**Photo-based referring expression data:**
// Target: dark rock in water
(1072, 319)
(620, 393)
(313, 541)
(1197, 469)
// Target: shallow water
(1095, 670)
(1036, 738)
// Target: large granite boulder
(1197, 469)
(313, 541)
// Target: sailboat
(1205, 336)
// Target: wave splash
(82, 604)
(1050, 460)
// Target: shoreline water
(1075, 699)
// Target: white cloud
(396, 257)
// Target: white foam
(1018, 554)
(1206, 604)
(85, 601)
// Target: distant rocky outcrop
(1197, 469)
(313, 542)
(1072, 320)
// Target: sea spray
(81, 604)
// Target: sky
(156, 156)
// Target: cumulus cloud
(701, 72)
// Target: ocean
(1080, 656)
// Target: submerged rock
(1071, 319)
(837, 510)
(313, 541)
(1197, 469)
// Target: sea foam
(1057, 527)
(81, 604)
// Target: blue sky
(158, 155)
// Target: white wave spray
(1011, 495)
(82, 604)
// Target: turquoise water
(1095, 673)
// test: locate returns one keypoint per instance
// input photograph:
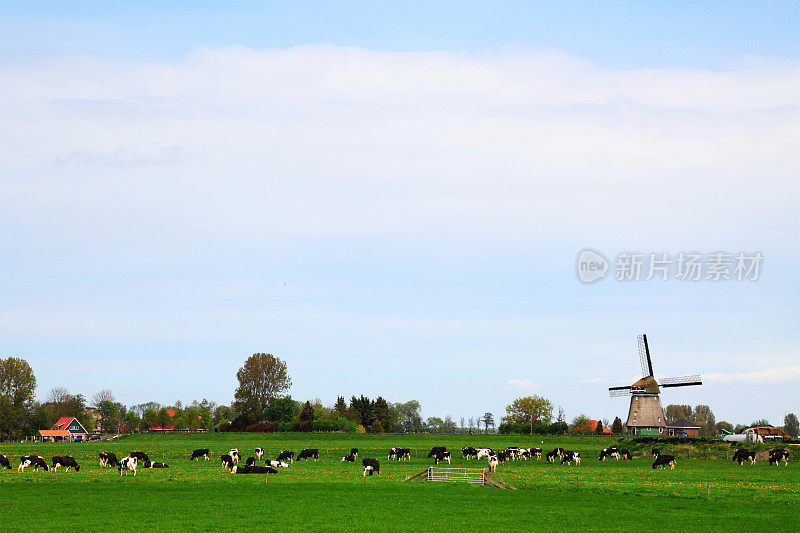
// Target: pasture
(333, 495)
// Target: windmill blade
(644, 355)
(682, 381)
(615, 392)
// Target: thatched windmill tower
(645, 416)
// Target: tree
(262, 379)
(488, 420)
(790, 425)
(17, 386)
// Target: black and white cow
(128, 463)
(744, 455)
(436, 450)
(372, 466)
(569, 457)
(286, 455)
(65, 461)
(234, 453)
(308, 454)
(201, 452)
(227, 460)
(777, 456)
(444, 456)
(108, 459)
(36, 461)
(484, 452)
(663, 460)
(140, 456)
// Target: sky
(393, 199)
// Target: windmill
(645, 416)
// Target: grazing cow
(286, 455)
(36, 461)
(777, 456)
(308, 454)
(570, 456)
(484, 452)
(656, 452)
(372, 466)
(227, 461)
(436, 450)
(108, 459)
(128, 463)
(744, 455)
(444, 456)
(66, 461)
(140, 456)
(663, 460)
(202, 452)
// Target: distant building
(67, 429)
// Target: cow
(201, 452)
(777, 456)
(484, 452)
(227, 461)
(444, 456)
(744, 455)
(436, 450)
(108, 459)
(66, 461)
(469, 452)
(253, 469)
(308, 454)
(372, 466)
(570, 456)
(663, 460)
(128, 463)
(140, 456)
(36, 461)
(234, 453)
(656, 452)
(286, 455)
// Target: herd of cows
(230, 460)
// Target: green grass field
(332, 495)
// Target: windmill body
(645, 415)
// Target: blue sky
(392, 199)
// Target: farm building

**THE PROBLEM:**
Copy out the preceding entries without a single change, leaving out the pictures.

**ANSWER SPACE:**
// Target: dark rock in water
(1072, 319)
(620, 393)
(313, 541)
(1197, 469)
// Target: shallow water
(1095, 670)
(1036, 738)
// Target: large granite boulder
(1197, 469)
(313, 541)
// Target: sailboat
(1205, 336)
// Target: wave splash
(82, 604)
(1050, 460)
// Target: shoreline water
(1075, 699)
// Target: white cloud
(396, 257)
// Target: white foam
(1018, 554)
(1206, 604)
(85, 601)
// Target: distant rocky outcrop
(1197, 469)
(313, 542)
(1072, 320)
// Target: sea spray
(81, 604)
// Target: sky
(156, 156)
// Target: cumulus cloud
(701, 72)
// Target: ocean
(1080, 656)
// Target: submerged rock
(1071, 319)
(837, 510)
(313, 541)
(1197, 469)
// Target: sea foam
(1057, 527)
(81, 604)
// Target: blue sky
(158, 155)
// Target: white wave spray
(1011, 495)
(82, 604)
// Target: turquoise water
(1095, 673)
// test: locate returns one keypoint per instance
// input photograph:
// Target: pasture
(333, 495)
// Target: windmill blade
(644, 355)
(682, 381)
(615, 392)
// Target: thatched windmill tower
(645, 416)
// Target: tree
(262, 379)
(488, 420)
(790, 425)
(17, 386)
// Target: black and white cow
(128, 463)
(744, 455)
(436, 450)
(372, 466)
(569, 457)
(286, 455)
(65, 461)
(234, 453)
(308, 454)
(201, 452)
(227, 460)
(777, 456)
(444, 456)
(108, 459)
(36, 461)
(484, 452)
(663, 460)
(140, 456)
// Target: sky
(393, 199)
// Target: windmill
(645, 416)
// Target: grazing cow
(286, 455)
(36, 461)
(777, 456)
(308, 454)
(570, 456)
(484, 452)
(656, 452)
(372, 466)
(227, 461)
(436, 450)
(108, 459)
(128, 463)
(744, 455)
(444, 456)
(66, 461)
(140, 456)
(663, 460)
(202, 452)
// Target: distant building
(67, 429)
// Target: cow
(201, 452)
(777, 456)
(484, 452)
(227, 461)
(444, 456)
(744, 455)
(436, 450)
(108, 459)
(66, 461)
(469, 452)
(253, 469)
(308, 454)
(372, 466)
(570, 456)
(663, 460)
(128, 463)
(140, 456)
(36, 461)
(234, 453)
(656, 452)
(286, 455)
// Target: herd of cows
(230, 460)
// Target: green grass field
(332, 495)
// Target: windmill body
(645, 415)
// Target: blue sky
(392, 199)
// Target: farm building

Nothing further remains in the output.